Recorded information:
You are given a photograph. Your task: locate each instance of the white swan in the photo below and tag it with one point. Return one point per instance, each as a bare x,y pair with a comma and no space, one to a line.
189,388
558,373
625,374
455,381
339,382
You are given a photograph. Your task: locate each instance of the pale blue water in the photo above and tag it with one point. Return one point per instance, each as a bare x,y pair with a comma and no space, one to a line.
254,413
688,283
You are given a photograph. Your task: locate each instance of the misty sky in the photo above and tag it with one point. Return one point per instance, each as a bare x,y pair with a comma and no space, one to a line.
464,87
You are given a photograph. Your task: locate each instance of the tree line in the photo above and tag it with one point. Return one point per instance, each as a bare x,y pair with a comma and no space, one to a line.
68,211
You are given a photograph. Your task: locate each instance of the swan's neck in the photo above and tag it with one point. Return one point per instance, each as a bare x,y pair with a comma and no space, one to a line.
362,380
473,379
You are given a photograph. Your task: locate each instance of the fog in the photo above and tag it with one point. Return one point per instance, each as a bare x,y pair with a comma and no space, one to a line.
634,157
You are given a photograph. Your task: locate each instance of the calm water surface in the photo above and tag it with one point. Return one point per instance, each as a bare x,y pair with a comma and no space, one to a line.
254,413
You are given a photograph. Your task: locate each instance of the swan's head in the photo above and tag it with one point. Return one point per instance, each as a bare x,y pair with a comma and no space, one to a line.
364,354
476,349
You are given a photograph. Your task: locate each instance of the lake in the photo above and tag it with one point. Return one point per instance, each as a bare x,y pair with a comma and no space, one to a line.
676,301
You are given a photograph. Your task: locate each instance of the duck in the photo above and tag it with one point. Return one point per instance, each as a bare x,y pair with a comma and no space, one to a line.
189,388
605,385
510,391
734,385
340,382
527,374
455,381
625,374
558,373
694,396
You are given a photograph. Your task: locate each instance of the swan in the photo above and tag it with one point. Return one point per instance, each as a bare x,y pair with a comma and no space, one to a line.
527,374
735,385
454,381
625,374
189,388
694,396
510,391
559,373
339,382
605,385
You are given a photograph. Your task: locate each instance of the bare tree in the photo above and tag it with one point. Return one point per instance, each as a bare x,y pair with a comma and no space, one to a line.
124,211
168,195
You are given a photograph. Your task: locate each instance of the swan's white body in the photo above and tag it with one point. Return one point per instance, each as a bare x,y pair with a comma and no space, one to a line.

Job: Retype all of the data above word for word, keeping every line in its original order and changing nothing.

Output of the exercise:
You are given a photograph. Your task: locate each instance of the white swan in the photo below and tag it with one point. Return one point per instance, each as a bare x,y pair with a comma and no space, one to a line.
189,388
558,373
625,374
455,381
339,382
You are given a photograph. Your task: locate each instance of the pale blue water in the photo above and tag it with one point. Return one point per instance, each as a bare x,y pair with a comma and no space, one to a line.
254,413
688,283
You are given a photograph. Your task: locate each instance of the misty sky in the photo above and tag it with one point. Return one point per instance, each as a bare x,y pair with a comma and no space, one to a line.
464,87
You are given a photograph. Your task: locate each instance of the tree line in the photo above and tag it with one point. Return one point per instance, each as a bare x,y pair with a comma and no space, one to a line.
68,211
You are given a photograph. Your task: locate each instance of the swan's neck in the photo above and tag it with one point. Return one point per instance, each as a bare x,y pair with a comma and no space, one to a line.
362,380
473,379
You are given a photograph. Your task: locate each instance of the fog in the photo above and tag it with one point. Return one point per instance, each as a bare x,y pair with a comma and no space, one to a line.
634,157
You are given a photograph. Your task: locate each instance of the calm water surface in the photo above and tag it with one point. Return one point per instance, each as a bare x,y pair with a comma and no space, one to a line.
254,413
You are given a photograph. Your task: locate each instance of the swan's head in the photo above and tag it with one point. Return one point per instance, each as a bare x,y pair with a comma and no space, one to a line.
364,354
476,349
You are given a photograph. Your task: locate each instance of the lake in the photo above and tag it with one point. Return one point per instance, each as a bare x,y pair with a comma and no space, one to a line.
676,301
You are given a photograph. Your task: locate each instance of the duck in the photo above and tag it with one point. Return one point per instance, each as a bare x,y pair with a comma and no space, one to a line.
189,388
605,385
510,391
734,385
340,382
527,374
455,381
625,374
558,373
694,396
You are given a photograph. Your task: locate each instance of the swan in the photo above and tag it with one point. Return one point per instance, each as a bare x,y pair with a comma and no space, one to a line.
527,374
735,385
454,381
625,374
189,388
694,396
510,391
559,373
339,382
605,385
You are given a photograph. Your task: locate each instance of the bare tree in the photo above and tag it with one point. Return one point per instance, each as a bare x,y pair with a comma and no space, one to a line.
124,211
168,195
You are given a photograph. Your task: locate each instance of the swan's white body in the photo above and tag it with one point. Return one point per instance, each as a bare x,y pair with a comma and no space, one to a line.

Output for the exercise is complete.